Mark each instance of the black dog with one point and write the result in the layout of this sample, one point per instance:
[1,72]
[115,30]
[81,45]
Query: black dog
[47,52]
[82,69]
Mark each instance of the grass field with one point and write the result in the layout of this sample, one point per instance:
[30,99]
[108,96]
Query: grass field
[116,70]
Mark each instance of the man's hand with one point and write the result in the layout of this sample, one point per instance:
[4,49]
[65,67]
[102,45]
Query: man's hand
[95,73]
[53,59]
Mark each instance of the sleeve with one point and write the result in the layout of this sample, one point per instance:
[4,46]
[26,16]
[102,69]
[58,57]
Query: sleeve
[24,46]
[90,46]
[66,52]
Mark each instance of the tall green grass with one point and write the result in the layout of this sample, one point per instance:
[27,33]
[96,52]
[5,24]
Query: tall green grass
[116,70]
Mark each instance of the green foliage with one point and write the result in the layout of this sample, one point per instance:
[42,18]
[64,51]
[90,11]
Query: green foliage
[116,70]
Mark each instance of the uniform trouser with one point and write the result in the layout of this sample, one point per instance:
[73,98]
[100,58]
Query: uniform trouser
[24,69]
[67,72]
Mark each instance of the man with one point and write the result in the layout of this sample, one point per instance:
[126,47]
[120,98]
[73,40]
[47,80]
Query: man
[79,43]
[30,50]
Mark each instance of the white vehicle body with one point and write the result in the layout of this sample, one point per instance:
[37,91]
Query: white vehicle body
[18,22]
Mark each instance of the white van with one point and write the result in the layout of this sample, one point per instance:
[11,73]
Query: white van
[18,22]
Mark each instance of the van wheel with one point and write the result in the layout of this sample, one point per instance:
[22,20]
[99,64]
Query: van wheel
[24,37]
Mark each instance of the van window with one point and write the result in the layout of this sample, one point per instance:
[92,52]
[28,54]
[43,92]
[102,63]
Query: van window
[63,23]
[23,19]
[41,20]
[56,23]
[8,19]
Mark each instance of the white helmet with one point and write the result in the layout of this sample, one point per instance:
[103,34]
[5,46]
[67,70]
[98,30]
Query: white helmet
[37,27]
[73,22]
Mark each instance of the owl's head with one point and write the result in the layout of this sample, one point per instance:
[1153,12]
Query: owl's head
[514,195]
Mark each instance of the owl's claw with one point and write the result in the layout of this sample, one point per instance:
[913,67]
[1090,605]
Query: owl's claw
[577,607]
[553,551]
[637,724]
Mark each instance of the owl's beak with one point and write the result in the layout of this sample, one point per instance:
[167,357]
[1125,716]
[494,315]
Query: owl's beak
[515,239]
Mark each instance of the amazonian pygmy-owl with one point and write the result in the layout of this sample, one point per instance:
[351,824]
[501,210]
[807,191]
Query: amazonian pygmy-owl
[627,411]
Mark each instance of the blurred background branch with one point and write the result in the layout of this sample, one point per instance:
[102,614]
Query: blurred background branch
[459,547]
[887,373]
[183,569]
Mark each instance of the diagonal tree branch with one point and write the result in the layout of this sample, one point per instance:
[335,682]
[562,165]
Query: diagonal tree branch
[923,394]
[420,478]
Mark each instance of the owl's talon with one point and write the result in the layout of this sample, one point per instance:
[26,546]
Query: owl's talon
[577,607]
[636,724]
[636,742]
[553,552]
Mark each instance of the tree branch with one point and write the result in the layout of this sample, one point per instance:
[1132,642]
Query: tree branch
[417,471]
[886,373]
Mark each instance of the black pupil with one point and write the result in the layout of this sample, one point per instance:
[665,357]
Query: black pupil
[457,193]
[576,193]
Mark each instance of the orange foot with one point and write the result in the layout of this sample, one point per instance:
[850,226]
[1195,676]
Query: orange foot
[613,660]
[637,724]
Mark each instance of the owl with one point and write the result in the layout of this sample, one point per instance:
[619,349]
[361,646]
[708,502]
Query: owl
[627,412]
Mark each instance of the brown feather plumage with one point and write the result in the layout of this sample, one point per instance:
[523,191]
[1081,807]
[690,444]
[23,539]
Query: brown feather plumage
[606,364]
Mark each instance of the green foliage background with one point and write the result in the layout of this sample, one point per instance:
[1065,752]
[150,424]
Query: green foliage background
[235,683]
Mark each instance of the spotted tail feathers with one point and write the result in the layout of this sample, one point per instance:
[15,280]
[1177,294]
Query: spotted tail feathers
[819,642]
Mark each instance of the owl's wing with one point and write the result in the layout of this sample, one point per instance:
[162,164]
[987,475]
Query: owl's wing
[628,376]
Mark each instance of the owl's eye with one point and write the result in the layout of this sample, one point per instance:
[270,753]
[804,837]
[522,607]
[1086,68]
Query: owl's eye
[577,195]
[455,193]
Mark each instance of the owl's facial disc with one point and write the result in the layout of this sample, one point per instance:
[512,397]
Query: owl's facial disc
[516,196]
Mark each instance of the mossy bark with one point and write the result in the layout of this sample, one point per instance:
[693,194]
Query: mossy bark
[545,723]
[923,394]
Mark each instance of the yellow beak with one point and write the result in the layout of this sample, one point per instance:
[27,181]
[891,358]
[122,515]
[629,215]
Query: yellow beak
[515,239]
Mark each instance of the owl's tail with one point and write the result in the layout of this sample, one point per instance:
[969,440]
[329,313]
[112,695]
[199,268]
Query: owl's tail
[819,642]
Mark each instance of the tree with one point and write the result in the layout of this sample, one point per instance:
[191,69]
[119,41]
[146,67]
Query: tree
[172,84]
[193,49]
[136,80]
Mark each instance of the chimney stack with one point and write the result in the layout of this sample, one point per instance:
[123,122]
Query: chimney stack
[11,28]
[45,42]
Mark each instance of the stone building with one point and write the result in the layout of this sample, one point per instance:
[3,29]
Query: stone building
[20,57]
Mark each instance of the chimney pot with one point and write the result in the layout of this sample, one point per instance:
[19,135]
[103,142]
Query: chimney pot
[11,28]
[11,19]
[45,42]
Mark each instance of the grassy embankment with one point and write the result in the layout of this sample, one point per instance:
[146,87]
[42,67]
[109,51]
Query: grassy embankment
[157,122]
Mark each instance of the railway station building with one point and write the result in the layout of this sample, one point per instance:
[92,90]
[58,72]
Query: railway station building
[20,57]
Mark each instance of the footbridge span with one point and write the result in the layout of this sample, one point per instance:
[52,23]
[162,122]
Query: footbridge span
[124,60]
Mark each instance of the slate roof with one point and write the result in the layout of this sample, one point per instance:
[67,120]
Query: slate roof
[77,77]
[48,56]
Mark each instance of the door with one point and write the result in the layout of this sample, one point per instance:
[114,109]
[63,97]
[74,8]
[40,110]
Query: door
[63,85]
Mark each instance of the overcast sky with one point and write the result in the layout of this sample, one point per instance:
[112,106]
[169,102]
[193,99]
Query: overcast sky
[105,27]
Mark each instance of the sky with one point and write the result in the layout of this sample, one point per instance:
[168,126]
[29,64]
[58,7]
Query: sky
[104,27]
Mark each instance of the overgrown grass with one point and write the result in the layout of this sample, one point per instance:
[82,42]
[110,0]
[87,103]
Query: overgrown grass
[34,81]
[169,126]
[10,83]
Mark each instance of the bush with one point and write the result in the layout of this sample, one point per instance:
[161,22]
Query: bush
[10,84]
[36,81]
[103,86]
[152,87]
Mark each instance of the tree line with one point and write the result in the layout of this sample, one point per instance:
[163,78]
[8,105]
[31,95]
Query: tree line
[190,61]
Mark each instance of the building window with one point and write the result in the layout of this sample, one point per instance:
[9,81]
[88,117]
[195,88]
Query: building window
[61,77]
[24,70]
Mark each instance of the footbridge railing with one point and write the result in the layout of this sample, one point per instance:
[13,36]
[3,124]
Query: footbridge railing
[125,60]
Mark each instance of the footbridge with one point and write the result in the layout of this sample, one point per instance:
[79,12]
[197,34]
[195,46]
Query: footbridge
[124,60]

============

- **Task requirements**: Only the lines from the one with "Mark each instance of the overgrown" through the end of the material are wanted; copy them exactly, both ends included.

- **Exercise answer**:
Mark each instance of the overgrown grass with one point and write the result in the layout of this sample, one point per instance:
[82,42]
[110,0]
[87,103]
Query: overgrown grass
[34,81]
[169,126]
[10,83]
Mark each instance of the bush with one point and write the result in the layout of this sample, one point per instance:
[161,22]
Query: bush
[10,84]
[36,81]
[103,86]
[152,87]
Mark each instance of the tree line with one point and write the result in the layout of this sample, one point per instance:
[163,78]
[8,105]
[31,95]
Query: tree line
[190,61]
Mark each instance of the building window with one point and write the result in the layout of this sample, one point per instance:
[9,81]
[88,117]
[195,88]
Query: building window
[61,77]
[24,70]
Mark each instance of the footbridge railing with one point and write the result in the layout of this sample, one point per instance:
[13,36]
[3,124]
Query: footbridge railing
[125,60]
Mark each instance of the footbridge with one point and write the result in the layout of this sample, one point per instance:
[79,12]
[197,34]
[195,46]
Query: footbridge
[124,60]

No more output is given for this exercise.